**Passage provided:**
----------------
Friday, October 01, 2010

Tuskegee Guatemala

I’m writing this some what quickly because I don’t know if the google cache will exist much longer.

Dr. John C. Cutler ran the Tuskegee experiments which allowed syphilis patients to go without treatment for decades, decades during which they infected partners, spouses, and children. Today the U.S. government revealed that sixty years ago American scientists infected Guatemalans with syphilis in order to test penicillin. Cutler was involved in that atrocity as well.

Cutler went on to the University of Pittsburgh which until today used Cutler to pitch to major donors. Notice that they do not mention his role in this notorious Tuskegee experiments.

Eleise S. Cutler and the late Dr. John C. Cutler, Friends of Pitt

Eleise Cutler has always supported the advancement of education and the exploration of public health issues. Her husband, Dr. John C. Cutler spent much of his life as a physician largely in service to global public health. Prior to joining the University of Pittsburgh's Graduate School of Public Health for his "second career", he served as both assistant surgeon general of the U.S. Public Health Service and deputy director of the Pan American Health Organization. Eleise was always there supporting his every effort.

Dr. Cutler's early work was in the field of venereal disease. He was a part of the group of physicians who developed VDRL, the venereal diseases research laboratory test, which has become the accepted test for the diagnosis of syphilis. "We traveled all over the world together when he was doing research work in syphilis and gonorrhea," Eleise explains. "He worked in a federal prison in Terre Haute, Indiana, in New York and also in Guatemala. And, I was with him every step of the way." Dr. Cutler's research also took the two of them to India where, while working for the World Health Organization, he organized a venereal disease laboratory for South East Asia.
----------------
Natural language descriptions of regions
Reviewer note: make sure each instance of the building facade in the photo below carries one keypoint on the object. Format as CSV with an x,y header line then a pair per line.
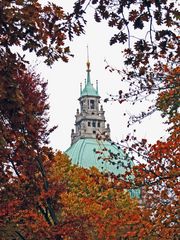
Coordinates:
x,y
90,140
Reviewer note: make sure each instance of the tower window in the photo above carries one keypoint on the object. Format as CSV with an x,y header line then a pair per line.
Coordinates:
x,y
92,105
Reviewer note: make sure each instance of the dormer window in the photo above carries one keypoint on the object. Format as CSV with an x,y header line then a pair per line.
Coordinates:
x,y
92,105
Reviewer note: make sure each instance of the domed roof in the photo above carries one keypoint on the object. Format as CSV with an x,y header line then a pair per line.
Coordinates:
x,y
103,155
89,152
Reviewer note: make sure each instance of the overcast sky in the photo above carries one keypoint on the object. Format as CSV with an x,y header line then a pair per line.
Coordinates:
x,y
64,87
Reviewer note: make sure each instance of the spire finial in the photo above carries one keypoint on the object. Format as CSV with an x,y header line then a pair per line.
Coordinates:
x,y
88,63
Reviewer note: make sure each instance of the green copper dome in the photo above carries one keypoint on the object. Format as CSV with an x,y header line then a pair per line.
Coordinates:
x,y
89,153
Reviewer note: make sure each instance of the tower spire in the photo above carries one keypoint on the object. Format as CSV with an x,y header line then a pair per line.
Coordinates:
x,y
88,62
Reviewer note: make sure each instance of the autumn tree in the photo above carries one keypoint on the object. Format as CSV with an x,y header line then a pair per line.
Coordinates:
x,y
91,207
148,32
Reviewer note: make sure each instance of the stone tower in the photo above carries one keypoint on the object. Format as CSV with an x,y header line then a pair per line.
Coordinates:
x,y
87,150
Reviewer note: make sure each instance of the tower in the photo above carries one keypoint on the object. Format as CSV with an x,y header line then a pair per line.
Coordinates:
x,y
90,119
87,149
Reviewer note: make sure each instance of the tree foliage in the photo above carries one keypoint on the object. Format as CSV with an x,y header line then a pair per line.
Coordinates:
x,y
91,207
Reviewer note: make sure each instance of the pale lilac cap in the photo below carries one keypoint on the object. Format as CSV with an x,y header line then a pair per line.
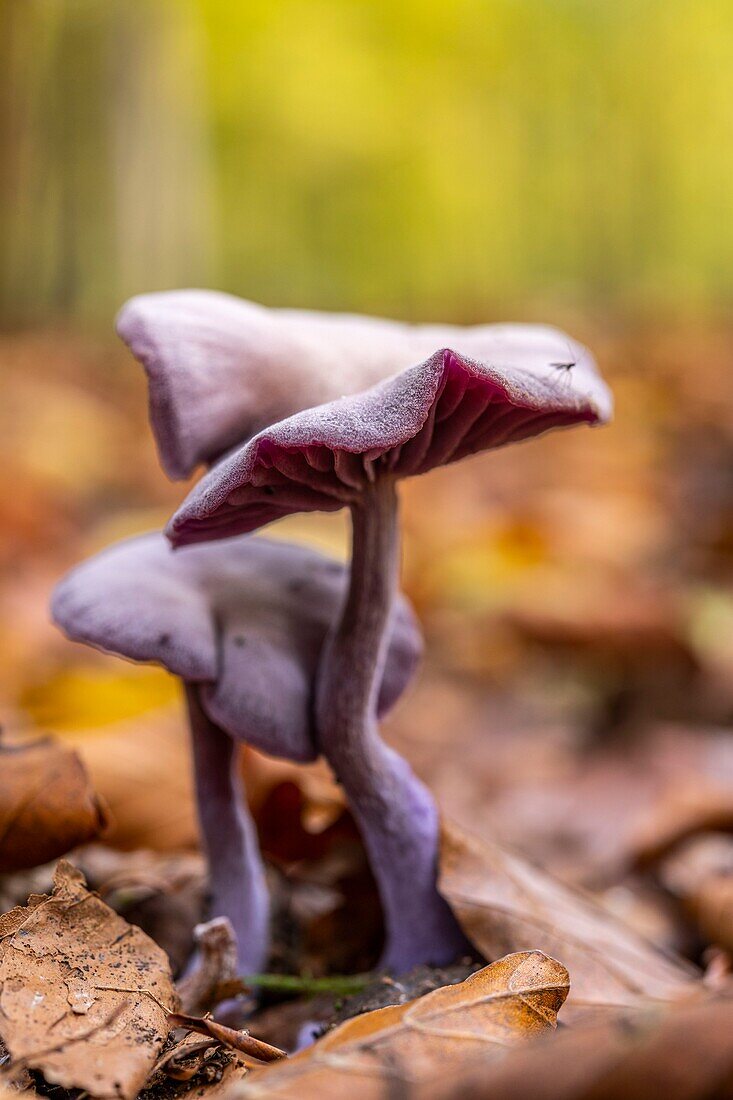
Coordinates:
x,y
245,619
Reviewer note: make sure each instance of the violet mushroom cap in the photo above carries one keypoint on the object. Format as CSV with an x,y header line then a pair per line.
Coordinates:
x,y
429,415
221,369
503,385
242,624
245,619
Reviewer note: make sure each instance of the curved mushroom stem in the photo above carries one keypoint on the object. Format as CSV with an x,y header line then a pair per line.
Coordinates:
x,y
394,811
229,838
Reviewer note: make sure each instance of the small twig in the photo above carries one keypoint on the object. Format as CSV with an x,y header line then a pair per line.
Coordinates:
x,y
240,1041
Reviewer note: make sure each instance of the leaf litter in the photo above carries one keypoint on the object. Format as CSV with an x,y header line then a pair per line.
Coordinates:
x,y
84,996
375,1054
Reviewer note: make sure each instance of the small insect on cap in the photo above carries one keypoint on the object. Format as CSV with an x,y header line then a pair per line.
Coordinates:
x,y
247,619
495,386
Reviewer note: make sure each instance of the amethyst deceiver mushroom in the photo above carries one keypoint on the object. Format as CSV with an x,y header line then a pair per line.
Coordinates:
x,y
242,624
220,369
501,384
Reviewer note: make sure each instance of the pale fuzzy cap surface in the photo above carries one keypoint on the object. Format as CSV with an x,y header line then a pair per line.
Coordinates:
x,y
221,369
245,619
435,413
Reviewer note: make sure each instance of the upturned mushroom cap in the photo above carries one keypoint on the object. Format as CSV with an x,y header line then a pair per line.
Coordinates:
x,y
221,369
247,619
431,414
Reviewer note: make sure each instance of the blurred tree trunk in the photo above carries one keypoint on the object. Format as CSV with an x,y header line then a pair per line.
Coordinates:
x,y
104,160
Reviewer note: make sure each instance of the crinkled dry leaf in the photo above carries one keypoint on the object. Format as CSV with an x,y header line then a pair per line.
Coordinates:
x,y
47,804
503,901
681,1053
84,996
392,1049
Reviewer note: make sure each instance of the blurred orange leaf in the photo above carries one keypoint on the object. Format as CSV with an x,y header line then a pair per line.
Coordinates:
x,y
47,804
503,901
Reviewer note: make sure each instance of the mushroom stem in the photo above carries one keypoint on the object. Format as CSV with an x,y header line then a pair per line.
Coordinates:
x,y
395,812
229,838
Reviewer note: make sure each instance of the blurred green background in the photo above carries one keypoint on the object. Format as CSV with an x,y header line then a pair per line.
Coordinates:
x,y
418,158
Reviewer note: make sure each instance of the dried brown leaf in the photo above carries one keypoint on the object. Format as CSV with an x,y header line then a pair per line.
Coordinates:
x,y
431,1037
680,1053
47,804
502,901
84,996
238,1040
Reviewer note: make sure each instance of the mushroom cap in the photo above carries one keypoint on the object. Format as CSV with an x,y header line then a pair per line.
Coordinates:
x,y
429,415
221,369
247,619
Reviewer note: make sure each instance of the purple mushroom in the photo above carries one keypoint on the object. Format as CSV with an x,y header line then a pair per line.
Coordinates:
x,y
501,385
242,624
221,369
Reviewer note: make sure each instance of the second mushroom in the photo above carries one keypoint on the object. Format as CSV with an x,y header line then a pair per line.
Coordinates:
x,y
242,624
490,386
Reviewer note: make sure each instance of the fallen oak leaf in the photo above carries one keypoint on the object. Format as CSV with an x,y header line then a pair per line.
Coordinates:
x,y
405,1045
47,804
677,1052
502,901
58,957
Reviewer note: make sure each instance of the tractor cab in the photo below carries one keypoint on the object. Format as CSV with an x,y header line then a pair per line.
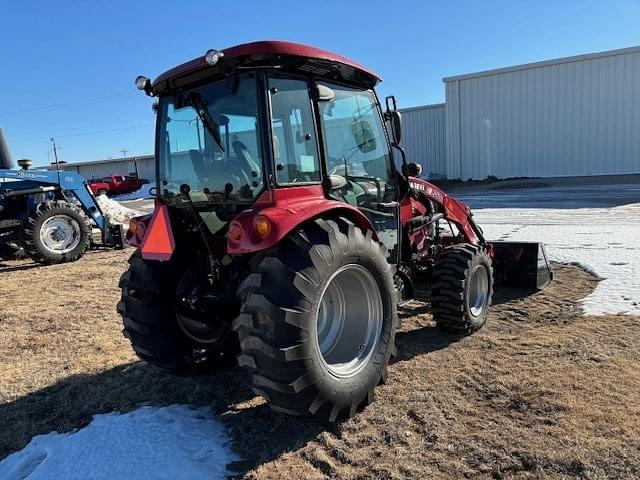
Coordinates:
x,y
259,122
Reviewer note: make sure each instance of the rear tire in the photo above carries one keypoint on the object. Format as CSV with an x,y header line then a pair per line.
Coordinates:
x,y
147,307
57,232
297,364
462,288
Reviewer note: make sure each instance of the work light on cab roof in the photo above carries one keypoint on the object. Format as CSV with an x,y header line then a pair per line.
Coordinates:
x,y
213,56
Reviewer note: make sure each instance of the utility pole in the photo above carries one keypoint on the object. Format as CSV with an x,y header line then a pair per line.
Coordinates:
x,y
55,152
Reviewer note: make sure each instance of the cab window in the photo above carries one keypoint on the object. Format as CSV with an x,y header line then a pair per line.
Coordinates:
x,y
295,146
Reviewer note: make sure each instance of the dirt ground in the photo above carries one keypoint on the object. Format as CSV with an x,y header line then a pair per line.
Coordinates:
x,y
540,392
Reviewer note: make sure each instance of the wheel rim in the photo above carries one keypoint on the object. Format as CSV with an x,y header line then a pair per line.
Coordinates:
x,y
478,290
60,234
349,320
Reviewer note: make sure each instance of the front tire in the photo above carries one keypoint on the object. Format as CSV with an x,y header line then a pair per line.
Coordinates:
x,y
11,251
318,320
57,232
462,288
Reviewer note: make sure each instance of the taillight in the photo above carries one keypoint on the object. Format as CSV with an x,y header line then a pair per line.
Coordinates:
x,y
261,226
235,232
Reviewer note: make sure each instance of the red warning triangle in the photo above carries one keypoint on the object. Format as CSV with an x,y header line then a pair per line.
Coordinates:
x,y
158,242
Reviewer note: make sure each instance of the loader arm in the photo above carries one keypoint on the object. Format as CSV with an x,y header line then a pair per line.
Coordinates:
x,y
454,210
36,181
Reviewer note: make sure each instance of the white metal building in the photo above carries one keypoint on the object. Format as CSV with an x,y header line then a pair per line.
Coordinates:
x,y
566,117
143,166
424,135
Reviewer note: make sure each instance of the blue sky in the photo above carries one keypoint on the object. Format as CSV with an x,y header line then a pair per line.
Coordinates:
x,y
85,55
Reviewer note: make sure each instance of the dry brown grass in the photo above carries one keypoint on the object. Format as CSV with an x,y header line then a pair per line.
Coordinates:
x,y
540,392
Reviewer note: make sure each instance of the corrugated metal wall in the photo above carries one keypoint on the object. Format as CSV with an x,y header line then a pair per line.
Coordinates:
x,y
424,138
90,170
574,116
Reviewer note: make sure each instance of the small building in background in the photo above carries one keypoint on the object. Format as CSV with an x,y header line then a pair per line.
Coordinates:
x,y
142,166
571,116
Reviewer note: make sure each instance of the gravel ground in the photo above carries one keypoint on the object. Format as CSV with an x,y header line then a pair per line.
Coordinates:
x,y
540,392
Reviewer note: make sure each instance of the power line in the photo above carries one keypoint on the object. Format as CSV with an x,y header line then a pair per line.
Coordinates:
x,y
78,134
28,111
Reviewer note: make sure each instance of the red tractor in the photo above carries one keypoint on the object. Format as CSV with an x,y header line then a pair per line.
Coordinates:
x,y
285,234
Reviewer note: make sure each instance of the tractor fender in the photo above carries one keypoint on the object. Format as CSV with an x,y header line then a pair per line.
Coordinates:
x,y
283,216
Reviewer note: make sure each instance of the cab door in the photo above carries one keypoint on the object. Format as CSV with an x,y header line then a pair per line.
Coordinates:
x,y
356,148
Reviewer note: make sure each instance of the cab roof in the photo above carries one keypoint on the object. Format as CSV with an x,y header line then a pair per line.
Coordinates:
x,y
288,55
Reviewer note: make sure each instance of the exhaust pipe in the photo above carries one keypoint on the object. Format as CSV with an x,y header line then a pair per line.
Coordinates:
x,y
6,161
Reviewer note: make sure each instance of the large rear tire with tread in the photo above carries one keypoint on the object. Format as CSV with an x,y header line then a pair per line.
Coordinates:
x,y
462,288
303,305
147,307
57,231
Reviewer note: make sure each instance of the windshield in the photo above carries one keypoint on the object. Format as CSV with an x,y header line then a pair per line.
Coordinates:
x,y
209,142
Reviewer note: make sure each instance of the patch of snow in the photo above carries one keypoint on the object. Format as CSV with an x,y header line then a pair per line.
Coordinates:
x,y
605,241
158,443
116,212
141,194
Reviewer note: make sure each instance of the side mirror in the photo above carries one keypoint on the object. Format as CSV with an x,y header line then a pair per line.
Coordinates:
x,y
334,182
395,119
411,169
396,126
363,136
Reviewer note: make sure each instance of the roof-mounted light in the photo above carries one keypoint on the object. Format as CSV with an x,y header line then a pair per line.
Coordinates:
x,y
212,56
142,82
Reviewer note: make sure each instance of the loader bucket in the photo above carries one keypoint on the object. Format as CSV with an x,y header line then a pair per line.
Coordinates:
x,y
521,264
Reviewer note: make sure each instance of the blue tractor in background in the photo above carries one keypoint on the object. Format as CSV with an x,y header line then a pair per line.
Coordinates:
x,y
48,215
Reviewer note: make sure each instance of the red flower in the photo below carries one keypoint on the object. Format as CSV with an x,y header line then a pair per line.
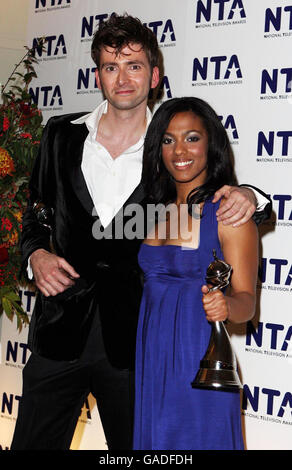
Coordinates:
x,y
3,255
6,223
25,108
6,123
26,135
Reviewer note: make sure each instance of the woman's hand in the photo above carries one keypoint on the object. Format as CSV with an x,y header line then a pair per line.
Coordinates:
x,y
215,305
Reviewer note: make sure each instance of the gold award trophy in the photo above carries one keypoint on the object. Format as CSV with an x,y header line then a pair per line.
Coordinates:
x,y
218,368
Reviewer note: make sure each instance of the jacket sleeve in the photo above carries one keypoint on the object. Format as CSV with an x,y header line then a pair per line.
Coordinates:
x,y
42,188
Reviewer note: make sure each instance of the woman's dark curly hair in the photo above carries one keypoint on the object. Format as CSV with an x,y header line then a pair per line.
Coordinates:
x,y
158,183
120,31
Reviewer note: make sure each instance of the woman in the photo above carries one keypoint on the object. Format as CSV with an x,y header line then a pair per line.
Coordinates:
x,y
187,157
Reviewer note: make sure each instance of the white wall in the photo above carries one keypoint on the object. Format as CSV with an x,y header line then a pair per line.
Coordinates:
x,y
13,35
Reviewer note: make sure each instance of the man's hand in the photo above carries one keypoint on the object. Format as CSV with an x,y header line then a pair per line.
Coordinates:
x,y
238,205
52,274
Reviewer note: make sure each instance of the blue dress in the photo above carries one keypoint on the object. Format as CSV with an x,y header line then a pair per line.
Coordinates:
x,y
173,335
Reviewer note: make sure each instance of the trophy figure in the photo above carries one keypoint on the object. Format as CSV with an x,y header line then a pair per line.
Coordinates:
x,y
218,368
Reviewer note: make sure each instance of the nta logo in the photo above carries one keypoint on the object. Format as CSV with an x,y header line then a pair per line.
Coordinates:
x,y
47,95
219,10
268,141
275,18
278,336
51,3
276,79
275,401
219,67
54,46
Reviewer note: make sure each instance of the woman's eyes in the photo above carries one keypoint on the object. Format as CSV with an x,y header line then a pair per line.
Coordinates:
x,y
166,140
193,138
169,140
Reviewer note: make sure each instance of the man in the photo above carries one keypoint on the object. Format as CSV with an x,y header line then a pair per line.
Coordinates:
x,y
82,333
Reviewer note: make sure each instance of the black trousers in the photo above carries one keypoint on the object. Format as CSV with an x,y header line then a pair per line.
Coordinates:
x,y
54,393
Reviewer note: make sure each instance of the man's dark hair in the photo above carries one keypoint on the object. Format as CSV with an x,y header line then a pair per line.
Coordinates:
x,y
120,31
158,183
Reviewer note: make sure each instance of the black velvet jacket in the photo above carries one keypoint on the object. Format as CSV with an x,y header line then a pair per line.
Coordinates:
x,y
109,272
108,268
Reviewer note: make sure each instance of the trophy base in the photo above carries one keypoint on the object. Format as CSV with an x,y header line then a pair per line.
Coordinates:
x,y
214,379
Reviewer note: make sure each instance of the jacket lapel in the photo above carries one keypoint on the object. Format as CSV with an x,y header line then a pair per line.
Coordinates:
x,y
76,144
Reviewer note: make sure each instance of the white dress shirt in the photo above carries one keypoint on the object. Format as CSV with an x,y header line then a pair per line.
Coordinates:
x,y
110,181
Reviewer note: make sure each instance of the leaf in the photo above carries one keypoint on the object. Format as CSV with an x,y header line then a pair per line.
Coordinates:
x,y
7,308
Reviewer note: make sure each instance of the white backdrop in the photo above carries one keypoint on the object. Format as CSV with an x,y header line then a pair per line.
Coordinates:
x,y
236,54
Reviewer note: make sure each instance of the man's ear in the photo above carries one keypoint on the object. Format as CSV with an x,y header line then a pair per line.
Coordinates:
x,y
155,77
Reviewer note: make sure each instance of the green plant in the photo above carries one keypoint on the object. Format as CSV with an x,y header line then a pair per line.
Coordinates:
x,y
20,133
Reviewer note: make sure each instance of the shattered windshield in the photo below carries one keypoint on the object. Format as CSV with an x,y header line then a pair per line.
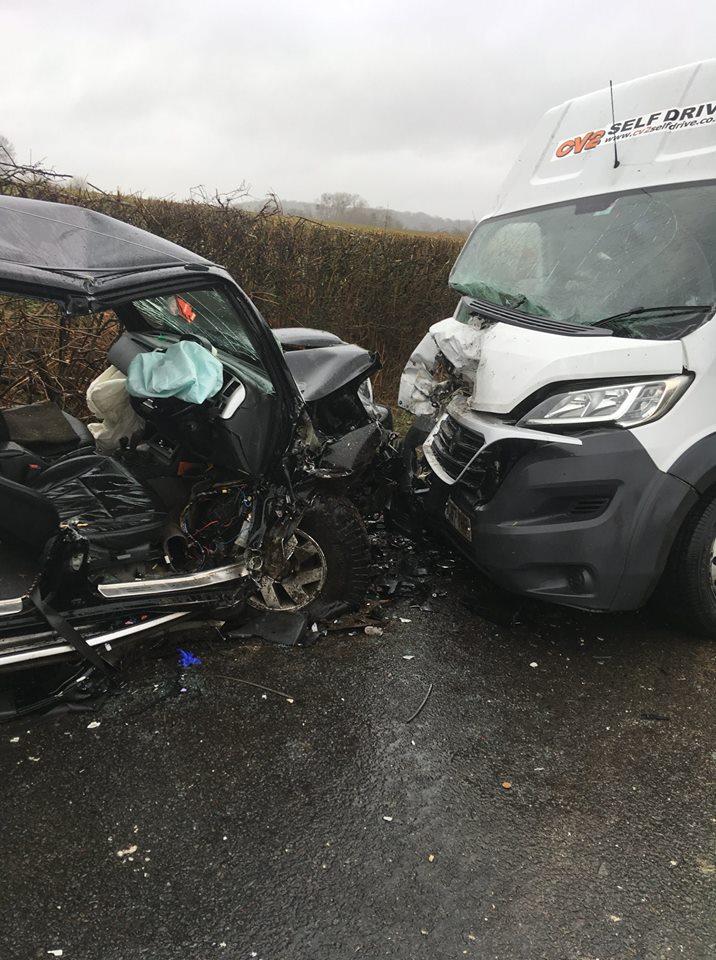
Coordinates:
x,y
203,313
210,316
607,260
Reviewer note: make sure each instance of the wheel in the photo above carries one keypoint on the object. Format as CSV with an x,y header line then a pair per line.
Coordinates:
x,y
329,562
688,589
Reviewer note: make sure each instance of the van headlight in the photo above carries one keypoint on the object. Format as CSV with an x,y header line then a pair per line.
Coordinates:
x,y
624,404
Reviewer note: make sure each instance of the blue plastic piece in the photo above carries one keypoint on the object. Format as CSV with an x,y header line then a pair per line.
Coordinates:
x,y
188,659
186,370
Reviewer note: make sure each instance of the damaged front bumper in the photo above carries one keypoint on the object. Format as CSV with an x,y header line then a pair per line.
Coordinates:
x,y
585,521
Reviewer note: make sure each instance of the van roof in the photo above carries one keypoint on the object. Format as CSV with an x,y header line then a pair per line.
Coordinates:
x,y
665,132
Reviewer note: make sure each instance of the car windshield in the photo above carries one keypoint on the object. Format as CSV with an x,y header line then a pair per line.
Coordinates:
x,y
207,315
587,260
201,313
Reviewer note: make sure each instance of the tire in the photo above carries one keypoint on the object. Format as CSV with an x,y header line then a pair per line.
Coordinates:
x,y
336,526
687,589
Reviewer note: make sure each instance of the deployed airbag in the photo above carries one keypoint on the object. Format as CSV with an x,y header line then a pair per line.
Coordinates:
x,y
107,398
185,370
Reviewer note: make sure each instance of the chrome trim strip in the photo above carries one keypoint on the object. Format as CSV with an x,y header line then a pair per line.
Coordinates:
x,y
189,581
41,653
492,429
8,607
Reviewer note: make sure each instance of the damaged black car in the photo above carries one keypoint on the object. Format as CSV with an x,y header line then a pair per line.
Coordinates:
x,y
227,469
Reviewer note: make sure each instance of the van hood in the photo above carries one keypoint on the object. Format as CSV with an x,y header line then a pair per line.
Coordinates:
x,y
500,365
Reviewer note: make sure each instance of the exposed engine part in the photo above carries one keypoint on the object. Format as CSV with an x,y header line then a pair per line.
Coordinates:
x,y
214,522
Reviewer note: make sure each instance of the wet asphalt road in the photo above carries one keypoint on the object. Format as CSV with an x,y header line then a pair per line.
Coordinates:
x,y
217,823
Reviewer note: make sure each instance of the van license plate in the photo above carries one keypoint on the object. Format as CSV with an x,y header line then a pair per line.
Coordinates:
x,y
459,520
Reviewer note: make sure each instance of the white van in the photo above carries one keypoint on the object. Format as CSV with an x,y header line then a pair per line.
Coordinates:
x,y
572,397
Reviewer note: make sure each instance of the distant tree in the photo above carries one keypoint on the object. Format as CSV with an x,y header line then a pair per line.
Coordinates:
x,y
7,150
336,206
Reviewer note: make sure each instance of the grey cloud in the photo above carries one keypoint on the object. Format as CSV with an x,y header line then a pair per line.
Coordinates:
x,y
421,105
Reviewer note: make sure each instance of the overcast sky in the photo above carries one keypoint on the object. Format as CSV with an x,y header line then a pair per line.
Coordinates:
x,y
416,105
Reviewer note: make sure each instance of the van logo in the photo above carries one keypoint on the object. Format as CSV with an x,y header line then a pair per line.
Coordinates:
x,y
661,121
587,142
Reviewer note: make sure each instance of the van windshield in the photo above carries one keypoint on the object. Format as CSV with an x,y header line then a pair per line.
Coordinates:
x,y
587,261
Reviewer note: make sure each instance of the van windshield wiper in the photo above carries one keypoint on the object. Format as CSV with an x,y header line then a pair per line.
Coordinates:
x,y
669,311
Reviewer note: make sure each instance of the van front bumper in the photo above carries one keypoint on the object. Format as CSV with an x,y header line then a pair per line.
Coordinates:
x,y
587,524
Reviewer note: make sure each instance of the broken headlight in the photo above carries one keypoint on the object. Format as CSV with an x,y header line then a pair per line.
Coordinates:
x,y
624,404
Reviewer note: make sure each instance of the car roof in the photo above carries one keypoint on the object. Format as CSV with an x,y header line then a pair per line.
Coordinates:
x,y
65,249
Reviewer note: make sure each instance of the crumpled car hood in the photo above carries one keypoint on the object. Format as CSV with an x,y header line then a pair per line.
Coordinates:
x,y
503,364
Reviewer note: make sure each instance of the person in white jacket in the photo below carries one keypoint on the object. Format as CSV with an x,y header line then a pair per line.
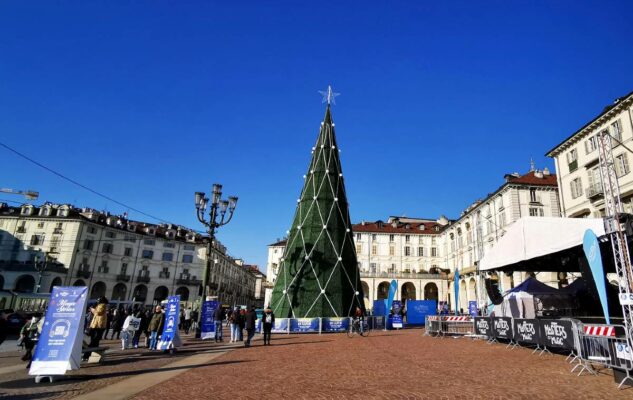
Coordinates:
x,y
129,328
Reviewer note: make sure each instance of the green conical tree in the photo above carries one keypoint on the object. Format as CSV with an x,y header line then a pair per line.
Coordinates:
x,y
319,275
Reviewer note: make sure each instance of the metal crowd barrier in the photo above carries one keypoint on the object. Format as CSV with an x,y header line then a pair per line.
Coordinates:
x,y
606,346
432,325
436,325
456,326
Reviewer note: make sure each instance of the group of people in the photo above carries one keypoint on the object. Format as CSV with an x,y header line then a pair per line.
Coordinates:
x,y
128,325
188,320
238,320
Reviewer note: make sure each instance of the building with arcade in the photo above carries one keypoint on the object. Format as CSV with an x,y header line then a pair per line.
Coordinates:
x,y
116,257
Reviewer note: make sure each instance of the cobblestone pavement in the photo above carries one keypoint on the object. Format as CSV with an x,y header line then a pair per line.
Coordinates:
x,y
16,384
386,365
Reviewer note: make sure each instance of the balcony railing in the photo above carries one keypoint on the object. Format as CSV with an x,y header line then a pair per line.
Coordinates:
----------------
Rewrite the stretch of the post about Dr. John C. Cutler from "Cutler went on" through "his every effort.", substituting "benefactors" for "donors".

**Exercise output:**
Cutler went on to the University of Pittsburgh which until today used Cutler to pitch to major benefactors. Notice that they do not mention his role in this notorious Tuskegee experiments.

Eleise S. Cutler and the late Dr. John C. Cutler, Friends of Pitt

Eleise Cutler has always supported the advancement of education and the exploration of public health issues. Her husband, Dr. John C. Cutler spent much of his life as a physician largely in service to global public health. Prior to joining the University of Pittsburgh's Graduate School of Public Health for his "second career", he served as both assistant surgeon general of the U.S. Public Health Service and deputy director of the Pan American Health Organization. Eleise was always there supporting his every effort.